- SUPPLIED PASSAGE:
As a side remark: the dirac delta is not in any way magical/esoterical once you think of it as an evaluation map. The concept of a function as being a mapping from one set to another set is (from our luxorious perspective of having hindsight) a completely standard concept. So, in this regard the dirac delta is simply a function/mapping. THe only difference is that the domain is a space of functions.
Furthermore, the concept of evaluation maps is a very basic concept in linear algebra (eg if you study the isomorphism between a finite-dimensional vector space and its double dual you'll see exactly what I'm talking about).
Now, the "difficulty" which comes with this is the question of "how to do calculus with these new types of objects". What I mean is in the ordinary setting of discussing functions $f:\Bbb{R}\to\Bbb{R}$, we have a notion of convergence/limits (i.e a topology), we have a notion of derivative (the study of differential calculus), and we have the notion of anti-derivatives/finding primitives etc. Extending these ideas to the more general setting is where the heart of the matter lies, and to fully appreciate that one should study more closely Laurent Schwartz's theory of distributions.

- SUPPLIED INFORMATION:
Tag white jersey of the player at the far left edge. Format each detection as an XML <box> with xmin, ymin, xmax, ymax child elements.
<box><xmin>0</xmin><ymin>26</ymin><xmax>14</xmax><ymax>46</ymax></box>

- TASK STATEMENT: According to the passage on the Dirac delta, what is the only difference between the Dirac delta and an ordinary function or mapping?

- TASK RESPONSE: Its domain is a space of functions.